You are viewing a plain text version of this content. The canonical link for it is here.

Posted to dev@mahout.apache.org by Dan Filimon <da...@gmail.com> on 2013/01/03 00:38:29 UTC

clusterLogFactor in StreamingKMeans

Ted, I've been meaning to ask you about this.
Currently, we have a parameter called clusterLogFactor [1] that we
multiply by the number of points seen so far.

This is (I guess) meant to behave like the k*log(n) recommended value
for the number of clusters in the paper. So, clusterLogFactor should
actually be k (the number of clusters).

What I'm saying here is...

We get a numClusters parameter anyway. Currently I set this to
k*log(N) (where N is the total number of points at the beginning).

I propose that instead of having two confusing parameters:
estimatedNumClusters and clusterLogFactor, to just have one,
numClusters that has the same semantics as in BallKMeans.
It's about time these were properly documented.

Additionally, I'd remove the max at line 232.

How about it?

[1] https://github.com/dfilimon/knn/blob/d6891060b5488e492fd4bcc50343211b8d7da1dd/src/main/java/org/apache/mahout/knn/cluster/StreamingKMeans.java#L47

Re: clusterLogFactor in StreamingKMeans

Posted by Dan Filimon <da...@gmail.com>.

The thing is that somehow I ended up not using clusterLogFactor in
that capacity at all.
Currently it's set to 10 by default (way more that I assume the theta
would imply).

I agree that we don't always know N, but I'd argue that we can
estimate a decent log N, especially since using StreamingKMeans in a
MapReduce implies you're doing processing the points in a batch and
know how many there are.

Currently we're doing clusterLogFactor *
Math.log(numProcessedDataPoints) whereas we should in fact be doing
clusterFudgeFactor * numClusters * Math.log(numProcessedDataPoints) so
we can estimate log N from c * log n.
While it might take a while to get n to approach N, we're using n^c to
estimate N, and after n grows larger than N^(1/c), we're
overestimating the number of clusters.

I guess what I'm asking is why do we even bother to have a dynamic
number of clusters? We're using the sketch to do ball k-means anyway,
aren't we?

On Thu, Jan 3, 2013 at 2:14 AM, Ted Dunning <te...@gmail.com> wrote:
> Well, the point of clusterLogFactor was original to be c in the expression
> c * k * log N.  The idea was that this would normally be in the range from
> 1 to 3 and would be a fudge factor to increase k log N.  This is useful
> where we know k, but not N.
>
> On the other hand, in some cases we can just pick the maximum number of
> sketch clusters and we just want to set it so.  This is very useful in
> testing.  This number is almost always larger than the value of c * k * log
> N so the max is pretty decent as a way of choosing between the two.
>
> I agree that this should be normalized and documented, but I think we
> probably will want two behaviors until we really understand how to pick an
> adaptive limit.  I am happy if you have some way to expressive this well.

▸ Information supplied:

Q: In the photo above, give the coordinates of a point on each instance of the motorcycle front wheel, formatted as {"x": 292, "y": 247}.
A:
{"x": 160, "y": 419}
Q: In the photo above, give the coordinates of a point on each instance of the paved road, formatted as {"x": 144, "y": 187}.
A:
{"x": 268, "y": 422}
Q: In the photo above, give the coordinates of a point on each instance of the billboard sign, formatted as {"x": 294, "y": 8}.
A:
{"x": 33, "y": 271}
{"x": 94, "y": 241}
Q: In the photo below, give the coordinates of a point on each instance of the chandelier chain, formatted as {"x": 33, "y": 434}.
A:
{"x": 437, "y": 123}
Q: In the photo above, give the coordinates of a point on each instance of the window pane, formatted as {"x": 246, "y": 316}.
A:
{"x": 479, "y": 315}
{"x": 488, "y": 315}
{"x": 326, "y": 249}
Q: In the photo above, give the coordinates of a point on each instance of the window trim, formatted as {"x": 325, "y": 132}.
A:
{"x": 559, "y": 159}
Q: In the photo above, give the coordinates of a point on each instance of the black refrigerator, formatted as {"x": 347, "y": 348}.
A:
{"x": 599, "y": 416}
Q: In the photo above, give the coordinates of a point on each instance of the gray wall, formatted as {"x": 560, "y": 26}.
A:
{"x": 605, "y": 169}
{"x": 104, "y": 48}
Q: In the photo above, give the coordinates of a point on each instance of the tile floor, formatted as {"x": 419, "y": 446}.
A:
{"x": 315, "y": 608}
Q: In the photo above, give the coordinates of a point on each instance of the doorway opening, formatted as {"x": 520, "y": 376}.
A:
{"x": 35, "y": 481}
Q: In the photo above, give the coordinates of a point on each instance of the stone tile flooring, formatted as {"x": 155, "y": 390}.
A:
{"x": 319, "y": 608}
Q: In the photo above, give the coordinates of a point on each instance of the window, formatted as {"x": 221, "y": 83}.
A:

▸ Job: In the mailing list thread about StreamingKMeans, what is clusterLogFactor set to by default?

▸ Complete answer: 10